── Page excerpt ──
Passages by Gail Sheehy
"Passages: Predictable Crises of Adult Life" by Gail Sheehy is a seminal work that explores the predictable transitions individuals face throughout adulthood. Through in-depth interviews, Sheehy outlines four major "passages" that occur between the ages of eighteen and fifty, beginning with the initial move into adulthood and culminating in a phase she terms "Renewal." The book highlights the differences in developmental experiences between men and women, emphasizing how these transitions impact relationships and personal growth.
Sheehy’s approach is rooted in her own life experiences, which prompted her to investigate the common struggles adults encounter, such as navigating career challenges and the complexities of balancing motherhood with professional aspirations. While the book is written in a popular journalistic style rather than an academic tone, it has sparked significant conversations around women’s development and the interplay between genders in adult life.
Despite some criticism regarding its scholarly rigor, "Passages" has had a considerable cultural impact, selling millions of copies and resonating with readers who find its insights reflective of their own experiences. The work has paved the way for further academic exploration of adult development, particularly regarding women's roles in contemporary society.
Passages by Gail Sheehy
First published: 1976
Type of work: Social criticism
Form and Content
Gail Sheehy’s title Passages: Predictable Crises of Adult Life refers to the passages or transitions that people make between years of relative stability in their adult lives. Passages are often painful periods during which women and men are forced to change their assumptions about their relationships, their jobs, and their goals. (Although her subtitle refers to “crises,” Sheehy prefers the less threatening word “passages.”) These passages are predictable—one way or another, all adults must move from one stage to the next.
Before Passages was published, the stages of children’s lives (such as “the terrible twos”) were well known, but little had been written about how adults develop, and that little was mainly written by men about men. In contrast, Sheehy describes the development of both women and men. She goes on to show that women’s lives have different changes from men’s and that these changes affect not only the women themselves but also their marriages.
Sheehy began to think about passages one day in her mid-thirties. In her job as a journalist, she was talking to a young boy in Northern Ireland—and his face was shot off. That moment shattered her comfortable assumptions about life and made her confront her own mortality. In her anguish, she wondered if she was unique and alone in what was happening to her at that time in her life. So she set about interviewing other adults about growing older and in time developed a general description of the stages that both men and women live through between the ages of eighteen and about fifty.
Passages is divided into seven parts containing twenty-five chapters and many more subchapters, as well as notes, a bibliography, and an index. It describes more or less chronologically the four predictable passages of adulthood and illustrates them with material drawn from more than one hundred in-depth interviews. Although Passages is not wed to theory, Sheehy insists that all adults must navigate the same passages; either they fail and become life’s losers, or they succeed and lead more fulfilling lives. Note too that adults cannot skip a passage; they cannot jump directly from disturbed late adolescence to a fulfilled midlife.
───
Stated exercise 1:
Decide whether each statement agrees with the overview of Passages. Answer yes or no and quote the deciding words. (a) Passages was first published in 1976. (b) Sheehy prefers the word "crises" to the word "passages." (c) The book draws on fewer than fifty interviews.
── Entries shown ──
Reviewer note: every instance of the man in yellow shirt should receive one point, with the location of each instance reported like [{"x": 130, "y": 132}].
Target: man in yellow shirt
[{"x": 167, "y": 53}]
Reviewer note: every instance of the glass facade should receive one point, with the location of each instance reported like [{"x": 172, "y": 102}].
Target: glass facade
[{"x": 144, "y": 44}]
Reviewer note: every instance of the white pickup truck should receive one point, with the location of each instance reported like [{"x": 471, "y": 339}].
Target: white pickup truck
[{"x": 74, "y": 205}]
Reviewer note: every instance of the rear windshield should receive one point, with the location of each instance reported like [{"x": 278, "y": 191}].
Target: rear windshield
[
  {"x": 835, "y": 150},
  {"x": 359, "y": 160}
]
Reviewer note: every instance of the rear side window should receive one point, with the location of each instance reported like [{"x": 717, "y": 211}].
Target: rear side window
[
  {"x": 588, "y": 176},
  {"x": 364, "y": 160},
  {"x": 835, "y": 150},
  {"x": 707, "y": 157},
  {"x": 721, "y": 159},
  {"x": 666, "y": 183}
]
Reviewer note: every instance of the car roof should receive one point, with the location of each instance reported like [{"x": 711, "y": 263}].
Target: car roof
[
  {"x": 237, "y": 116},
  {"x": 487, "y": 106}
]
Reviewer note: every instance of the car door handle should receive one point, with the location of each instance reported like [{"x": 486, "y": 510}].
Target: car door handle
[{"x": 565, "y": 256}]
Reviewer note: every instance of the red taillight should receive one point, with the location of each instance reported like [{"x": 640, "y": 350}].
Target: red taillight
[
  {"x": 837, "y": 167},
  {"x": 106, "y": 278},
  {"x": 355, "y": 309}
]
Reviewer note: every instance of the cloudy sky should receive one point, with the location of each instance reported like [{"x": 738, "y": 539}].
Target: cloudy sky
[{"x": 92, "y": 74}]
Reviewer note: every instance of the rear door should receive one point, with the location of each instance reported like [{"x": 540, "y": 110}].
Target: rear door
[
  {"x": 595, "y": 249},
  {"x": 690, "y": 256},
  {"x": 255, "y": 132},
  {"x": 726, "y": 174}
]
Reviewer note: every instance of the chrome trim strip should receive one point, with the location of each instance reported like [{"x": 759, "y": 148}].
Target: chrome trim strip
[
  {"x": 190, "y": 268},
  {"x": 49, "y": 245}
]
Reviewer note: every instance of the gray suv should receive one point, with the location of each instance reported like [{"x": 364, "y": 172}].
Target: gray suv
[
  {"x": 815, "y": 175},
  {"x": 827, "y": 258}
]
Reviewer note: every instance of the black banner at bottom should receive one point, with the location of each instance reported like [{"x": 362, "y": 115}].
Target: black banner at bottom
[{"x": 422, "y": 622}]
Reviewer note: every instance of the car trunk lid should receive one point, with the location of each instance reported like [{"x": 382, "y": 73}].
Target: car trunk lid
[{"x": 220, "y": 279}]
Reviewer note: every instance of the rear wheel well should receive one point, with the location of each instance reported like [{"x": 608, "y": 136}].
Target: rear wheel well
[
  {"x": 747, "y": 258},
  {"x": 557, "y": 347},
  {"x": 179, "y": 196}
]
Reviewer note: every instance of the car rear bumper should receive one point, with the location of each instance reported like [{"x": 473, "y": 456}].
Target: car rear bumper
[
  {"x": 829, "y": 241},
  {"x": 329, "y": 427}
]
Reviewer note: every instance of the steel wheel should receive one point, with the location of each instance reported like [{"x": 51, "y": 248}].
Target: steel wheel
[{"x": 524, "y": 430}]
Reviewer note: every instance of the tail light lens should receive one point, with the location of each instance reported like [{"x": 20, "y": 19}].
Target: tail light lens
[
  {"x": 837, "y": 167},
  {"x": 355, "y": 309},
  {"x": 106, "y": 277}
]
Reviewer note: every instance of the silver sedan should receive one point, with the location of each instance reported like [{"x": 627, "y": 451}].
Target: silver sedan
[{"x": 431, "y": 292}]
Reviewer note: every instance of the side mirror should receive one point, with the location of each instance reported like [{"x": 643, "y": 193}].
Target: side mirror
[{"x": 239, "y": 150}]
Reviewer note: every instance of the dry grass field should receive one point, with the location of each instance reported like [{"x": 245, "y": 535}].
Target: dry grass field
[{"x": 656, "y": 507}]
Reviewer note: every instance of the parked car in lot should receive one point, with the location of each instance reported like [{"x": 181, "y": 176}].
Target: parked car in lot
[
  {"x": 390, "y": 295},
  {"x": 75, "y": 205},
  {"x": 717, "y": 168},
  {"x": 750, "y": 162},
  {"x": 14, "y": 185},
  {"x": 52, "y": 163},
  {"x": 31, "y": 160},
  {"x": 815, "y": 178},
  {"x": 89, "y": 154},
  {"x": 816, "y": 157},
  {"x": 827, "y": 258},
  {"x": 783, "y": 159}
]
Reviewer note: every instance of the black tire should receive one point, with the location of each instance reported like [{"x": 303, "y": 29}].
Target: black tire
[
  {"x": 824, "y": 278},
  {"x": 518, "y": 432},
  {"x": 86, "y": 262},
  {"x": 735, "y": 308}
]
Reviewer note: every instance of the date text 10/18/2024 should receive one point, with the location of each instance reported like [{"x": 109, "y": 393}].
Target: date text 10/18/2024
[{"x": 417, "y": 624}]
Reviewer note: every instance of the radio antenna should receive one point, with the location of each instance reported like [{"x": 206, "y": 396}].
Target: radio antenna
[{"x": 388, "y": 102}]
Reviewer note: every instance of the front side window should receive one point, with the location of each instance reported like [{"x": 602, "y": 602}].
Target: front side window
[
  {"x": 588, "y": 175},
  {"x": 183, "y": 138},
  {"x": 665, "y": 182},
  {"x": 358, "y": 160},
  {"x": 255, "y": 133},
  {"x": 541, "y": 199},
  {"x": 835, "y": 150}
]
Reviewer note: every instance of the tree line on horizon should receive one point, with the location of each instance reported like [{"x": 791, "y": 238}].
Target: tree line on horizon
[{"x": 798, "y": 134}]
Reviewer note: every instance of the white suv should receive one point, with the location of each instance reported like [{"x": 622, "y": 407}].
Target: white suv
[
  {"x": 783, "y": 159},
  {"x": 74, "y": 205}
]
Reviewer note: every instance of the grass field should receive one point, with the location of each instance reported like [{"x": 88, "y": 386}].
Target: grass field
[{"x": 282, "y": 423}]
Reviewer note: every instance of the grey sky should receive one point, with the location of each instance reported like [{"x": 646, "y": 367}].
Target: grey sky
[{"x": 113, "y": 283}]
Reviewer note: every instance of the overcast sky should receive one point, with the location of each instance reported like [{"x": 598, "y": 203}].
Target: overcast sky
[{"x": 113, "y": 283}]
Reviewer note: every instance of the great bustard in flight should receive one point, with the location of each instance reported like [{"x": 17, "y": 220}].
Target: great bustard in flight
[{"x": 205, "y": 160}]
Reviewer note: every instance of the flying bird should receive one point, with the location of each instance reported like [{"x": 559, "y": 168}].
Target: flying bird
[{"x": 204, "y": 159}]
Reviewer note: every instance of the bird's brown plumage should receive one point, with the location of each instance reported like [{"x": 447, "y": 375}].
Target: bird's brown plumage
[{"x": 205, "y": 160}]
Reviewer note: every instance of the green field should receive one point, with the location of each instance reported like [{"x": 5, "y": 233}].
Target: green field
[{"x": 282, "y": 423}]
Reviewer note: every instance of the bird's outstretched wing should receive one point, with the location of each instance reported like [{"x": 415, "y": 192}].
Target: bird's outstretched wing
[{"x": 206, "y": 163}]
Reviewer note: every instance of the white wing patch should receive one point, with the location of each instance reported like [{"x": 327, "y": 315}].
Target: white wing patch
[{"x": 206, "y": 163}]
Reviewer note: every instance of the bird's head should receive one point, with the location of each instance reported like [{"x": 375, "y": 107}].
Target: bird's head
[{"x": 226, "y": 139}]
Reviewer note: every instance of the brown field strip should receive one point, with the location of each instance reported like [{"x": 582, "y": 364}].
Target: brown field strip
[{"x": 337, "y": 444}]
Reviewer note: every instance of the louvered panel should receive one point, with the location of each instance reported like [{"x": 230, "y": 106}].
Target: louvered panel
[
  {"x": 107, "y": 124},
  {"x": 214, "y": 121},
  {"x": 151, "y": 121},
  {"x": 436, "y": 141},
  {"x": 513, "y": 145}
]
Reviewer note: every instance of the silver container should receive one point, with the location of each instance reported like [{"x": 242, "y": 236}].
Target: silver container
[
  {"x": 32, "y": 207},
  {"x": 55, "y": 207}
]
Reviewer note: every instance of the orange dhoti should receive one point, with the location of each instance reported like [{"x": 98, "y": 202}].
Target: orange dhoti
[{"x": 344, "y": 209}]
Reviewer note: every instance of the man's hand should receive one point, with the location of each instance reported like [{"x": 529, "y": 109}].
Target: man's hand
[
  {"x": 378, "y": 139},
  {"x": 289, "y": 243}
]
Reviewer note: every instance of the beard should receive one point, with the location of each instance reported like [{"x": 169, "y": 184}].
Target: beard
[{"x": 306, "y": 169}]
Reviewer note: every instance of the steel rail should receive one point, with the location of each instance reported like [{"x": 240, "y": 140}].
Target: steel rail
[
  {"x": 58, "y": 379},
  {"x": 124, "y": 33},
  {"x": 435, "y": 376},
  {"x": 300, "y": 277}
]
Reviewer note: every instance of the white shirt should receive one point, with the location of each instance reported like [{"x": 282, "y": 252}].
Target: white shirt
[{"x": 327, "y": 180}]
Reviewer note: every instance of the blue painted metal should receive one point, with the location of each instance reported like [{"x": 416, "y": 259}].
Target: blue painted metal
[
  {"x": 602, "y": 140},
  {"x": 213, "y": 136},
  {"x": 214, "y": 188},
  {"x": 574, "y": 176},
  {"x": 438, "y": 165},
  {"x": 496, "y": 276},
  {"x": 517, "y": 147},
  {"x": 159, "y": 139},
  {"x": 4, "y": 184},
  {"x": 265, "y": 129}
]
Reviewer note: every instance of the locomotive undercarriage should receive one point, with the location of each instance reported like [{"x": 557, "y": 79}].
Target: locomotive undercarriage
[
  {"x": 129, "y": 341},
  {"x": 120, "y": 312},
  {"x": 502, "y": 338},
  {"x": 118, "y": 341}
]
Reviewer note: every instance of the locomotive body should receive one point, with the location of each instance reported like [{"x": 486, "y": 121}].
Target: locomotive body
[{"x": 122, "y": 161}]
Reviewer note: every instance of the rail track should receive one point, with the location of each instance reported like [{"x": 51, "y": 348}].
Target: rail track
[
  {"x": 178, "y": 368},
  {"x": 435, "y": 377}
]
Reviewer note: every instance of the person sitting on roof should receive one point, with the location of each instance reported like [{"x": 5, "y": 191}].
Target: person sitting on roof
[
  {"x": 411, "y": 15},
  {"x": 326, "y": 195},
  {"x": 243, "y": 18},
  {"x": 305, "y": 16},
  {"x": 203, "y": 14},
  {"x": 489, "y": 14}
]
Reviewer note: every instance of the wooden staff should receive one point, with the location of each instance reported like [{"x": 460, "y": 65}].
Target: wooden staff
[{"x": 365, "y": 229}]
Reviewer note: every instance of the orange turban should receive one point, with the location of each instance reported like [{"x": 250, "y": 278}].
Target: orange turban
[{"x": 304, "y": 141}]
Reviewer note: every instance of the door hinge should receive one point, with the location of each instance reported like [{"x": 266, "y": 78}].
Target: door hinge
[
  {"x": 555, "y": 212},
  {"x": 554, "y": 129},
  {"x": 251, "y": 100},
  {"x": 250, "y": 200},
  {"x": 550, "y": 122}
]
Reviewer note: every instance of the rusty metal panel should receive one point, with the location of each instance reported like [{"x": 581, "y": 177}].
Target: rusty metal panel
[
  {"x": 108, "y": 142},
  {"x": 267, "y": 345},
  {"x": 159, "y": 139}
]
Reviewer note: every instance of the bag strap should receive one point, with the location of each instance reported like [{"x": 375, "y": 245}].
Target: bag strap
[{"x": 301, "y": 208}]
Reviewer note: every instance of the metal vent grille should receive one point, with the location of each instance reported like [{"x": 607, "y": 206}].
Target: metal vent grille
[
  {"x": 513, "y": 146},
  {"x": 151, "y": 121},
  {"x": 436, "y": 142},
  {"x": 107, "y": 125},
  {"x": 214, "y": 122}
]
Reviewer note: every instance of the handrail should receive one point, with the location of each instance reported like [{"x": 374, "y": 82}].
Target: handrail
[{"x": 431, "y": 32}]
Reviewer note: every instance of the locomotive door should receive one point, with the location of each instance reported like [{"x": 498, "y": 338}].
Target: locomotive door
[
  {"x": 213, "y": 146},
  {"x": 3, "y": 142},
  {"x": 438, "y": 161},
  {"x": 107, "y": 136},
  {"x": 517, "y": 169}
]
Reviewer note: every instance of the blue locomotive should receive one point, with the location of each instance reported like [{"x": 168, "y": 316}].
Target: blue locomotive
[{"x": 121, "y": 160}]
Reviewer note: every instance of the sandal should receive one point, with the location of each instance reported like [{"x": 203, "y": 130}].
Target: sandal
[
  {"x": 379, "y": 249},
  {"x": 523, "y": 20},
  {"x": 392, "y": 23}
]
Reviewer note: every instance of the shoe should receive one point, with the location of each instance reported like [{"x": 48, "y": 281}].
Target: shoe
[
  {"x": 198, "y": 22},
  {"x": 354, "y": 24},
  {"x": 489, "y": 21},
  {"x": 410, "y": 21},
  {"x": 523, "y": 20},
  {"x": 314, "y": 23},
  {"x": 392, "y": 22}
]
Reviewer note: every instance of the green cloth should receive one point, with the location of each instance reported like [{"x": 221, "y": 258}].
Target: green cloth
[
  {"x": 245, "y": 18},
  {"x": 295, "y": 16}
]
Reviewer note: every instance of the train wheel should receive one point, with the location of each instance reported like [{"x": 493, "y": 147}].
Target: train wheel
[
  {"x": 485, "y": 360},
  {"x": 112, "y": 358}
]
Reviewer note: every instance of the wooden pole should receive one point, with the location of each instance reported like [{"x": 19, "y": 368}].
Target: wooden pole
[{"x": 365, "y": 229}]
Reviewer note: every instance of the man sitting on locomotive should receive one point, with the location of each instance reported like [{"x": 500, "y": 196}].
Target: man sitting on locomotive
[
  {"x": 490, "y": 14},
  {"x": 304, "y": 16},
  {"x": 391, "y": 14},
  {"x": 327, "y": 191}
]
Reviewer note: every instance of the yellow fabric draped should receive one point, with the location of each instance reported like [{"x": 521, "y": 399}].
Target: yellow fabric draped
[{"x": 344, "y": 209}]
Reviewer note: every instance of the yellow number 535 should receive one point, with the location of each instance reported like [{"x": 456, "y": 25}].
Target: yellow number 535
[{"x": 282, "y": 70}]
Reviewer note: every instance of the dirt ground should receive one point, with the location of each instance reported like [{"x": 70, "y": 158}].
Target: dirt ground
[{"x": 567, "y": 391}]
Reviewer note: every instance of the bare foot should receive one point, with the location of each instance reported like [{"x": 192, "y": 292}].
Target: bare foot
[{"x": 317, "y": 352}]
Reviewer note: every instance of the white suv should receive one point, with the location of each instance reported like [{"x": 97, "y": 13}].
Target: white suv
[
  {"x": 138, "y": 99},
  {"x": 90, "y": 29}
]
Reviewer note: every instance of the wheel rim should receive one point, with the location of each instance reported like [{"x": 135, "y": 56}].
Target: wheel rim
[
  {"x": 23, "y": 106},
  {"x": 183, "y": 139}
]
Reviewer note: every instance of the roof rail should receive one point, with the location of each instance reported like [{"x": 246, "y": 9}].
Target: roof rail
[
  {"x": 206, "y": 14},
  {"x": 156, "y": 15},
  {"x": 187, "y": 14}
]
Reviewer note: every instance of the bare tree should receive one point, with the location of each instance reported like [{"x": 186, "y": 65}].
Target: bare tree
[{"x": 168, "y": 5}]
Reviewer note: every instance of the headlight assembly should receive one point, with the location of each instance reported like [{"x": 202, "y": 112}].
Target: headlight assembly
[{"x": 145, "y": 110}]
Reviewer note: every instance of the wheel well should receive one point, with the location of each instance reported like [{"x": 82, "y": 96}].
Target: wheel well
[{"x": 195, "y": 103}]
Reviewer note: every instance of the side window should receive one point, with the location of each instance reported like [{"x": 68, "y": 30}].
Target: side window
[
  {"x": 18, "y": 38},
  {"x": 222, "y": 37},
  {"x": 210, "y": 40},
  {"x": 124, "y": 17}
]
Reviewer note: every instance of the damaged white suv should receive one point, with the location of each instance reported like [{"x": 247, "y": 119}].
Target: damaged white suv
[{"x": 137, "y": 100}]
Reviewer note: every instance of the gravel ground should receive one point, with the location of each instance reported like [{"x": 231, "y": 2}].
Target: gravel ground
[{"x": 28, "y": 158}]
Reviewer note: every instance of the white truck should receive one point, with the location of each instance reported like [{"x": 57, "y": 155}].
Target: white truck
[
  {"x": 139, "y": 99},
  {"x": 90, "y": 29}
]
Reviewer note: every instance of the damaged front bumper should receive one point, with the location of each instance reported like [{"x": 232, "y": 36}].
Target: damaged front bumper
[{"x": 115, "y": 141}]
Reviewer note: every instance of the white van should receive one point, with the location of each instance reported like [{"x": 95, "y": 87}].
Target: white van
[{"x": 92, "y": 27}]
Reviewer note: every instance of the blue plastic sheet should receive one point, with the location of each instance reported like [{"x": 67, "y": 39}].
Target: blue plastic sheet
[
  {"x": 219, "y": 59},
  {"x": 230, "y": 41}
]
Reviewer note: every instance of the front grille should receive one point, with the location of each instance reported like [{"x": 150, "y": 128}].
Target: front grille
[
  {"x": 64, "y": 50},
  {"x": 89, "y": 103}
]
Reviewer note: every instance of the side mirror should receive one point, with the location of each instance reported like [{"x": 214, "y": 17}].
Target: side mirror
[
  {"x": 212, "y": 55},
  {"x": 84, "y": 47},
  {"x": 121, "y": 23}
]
───
Stated exercise 2:
Select every line of the records that contains the string "bustard". Case counts.

Expected answer 1:
(a) Yes: "First published: 1976"
(b) No: "Sheehy prefers the less threatening word “passages.”"
(c) No: "material drawn from more than one hundred in-depth interviews"

Expected answer 2:
Reviewer note: every instance of the great bustard in flight should receive one point, with the location of each instance reported like [{"x": 17, "y": 220}].
Target: great bustard in flight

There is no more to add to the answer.